*Instructions for the task*. Your task is to return the span of lines beginning at the one with "Target: metal fence" and ending at the last line of the data, exactly as it stands.

Point labeling dataset excerpts:
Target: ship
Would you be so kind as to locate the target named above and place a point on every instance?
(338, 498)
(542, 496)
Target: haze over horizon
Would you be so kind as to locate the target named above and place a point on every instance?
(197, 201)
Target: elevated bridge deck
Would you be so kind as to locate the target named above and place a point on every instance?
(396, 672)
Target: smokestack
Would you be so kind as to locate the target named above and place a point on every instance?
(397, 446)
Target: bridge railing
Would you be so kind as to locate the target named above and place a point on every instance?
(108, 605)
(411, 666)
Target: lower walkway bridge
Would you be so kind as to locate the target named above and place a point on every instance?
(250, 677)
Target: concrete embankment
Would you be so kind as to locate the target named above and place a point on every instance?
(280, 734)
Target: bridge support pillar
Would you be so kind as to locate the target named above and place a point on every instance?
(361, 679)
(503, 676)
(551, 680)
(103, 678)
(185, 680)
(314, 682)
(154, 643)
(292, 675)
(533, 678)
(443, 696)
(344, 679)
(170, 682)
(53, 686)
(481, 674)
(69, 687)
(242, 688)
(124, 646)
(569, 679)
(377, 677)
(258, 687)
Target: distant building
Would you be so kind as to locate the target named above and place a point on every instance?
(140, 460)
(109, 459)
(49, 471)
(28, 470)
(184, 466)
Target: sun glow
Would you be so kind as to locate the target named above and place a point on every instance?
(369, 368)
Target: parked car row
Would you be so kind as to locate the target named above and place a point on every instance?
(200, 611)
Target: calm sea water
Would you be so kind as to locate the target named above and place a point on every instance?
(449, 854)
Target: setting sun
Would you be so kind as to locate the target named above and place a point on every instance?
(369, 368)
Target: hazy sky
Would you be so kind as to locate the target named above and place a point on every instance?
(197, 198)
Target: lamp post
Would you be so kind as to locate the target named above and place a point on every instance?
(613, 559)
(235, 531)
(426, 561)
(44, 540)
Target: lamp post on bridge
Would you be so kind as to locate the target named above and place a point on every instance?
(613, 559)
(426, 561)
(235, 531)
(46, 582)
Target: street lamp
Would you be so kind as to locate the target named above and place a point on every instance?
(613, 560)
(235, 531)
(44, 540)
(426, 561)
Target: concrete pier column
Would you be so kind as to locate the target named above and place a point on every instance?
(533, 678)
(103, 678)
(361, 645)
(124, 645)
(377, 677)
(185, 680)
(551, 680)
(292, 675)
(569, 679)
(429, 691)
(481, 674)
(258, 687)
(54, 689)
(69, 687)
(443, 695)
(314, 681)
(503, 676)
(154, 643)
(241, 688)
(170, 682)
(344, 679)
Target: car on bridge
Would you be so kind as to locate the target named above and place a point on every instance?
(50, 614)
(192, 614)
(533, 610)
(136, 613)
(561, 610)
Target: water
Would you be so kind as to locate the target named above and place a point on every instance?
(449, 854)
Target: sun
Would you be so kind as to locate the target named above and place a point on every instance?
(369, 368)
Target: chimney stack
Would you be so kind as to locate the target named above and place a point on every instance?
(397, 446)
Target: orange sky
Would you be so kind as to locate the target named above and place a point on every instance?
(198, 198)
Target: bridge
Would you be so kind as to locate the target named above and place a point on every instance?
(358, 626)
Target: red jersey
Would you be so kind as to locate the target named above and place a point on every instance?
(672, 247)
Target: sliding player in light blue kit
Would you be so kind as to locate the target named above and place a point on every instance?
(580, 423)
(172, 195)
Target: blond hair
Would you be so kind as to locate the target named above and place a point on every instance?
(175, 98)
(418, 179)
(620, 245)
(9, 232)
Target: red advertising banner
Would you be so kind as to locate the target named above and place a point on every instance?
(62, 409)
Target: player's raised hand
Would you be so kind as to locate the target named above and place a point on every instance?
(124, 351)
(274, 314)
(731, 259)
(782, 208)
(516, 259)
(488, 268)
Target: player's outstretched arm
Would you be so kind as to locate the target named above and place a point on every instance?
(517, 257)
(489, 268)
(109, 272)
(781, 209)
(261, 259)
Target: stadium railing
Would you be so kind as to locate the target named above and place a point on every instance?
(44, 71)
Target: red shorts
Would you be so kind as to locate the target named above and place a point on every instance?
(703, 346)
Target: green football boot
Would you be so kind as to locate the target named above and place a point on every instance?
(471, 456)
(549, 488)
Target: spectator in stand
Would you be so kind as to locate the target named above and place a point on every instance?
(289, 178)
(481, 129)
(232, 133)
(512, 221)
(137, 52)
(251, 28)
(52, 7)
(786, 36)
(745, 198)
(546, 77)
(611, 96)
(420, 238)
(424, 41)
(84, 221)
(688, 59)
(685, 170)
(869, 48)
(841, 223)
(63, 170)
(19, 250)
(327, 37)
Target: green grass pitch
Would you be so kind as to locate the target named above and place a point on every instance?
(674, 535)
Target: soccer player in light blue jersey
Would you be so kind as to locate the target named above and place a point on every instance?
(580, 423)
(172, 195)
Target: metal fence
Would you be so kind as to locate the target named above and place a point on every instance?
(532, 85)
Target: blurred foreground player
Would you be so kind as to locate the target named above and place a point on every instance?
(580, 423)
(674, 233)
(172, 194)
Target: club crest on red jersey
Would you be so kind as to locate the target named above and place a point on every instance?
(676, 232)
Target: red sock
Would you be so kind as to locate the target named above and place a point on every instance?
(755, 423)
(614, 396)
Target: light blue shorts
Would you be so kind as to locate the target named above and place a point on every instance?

*Answer for the task*.
Target: metal fence
Would you be so kind as to locate the target named above and place a point on every instance?
(532, 85)
Target: blurred foreground player
Would you be so kind as to locate the target named above and place a point on every instance?
(580, 423)
(674, 233)
(172, 194)
Target: club crest on red jersey
Would you be so kind as to locate the target named above and place a point on every instance?
(676, 232)
Target: red sock
Would you be so kind as to locate the target named above and place a point on every instance?
(755, 423)
(614, 396)
Target: light blue shorts
Would you be so kind as to locate the target named above and place a point on every instance?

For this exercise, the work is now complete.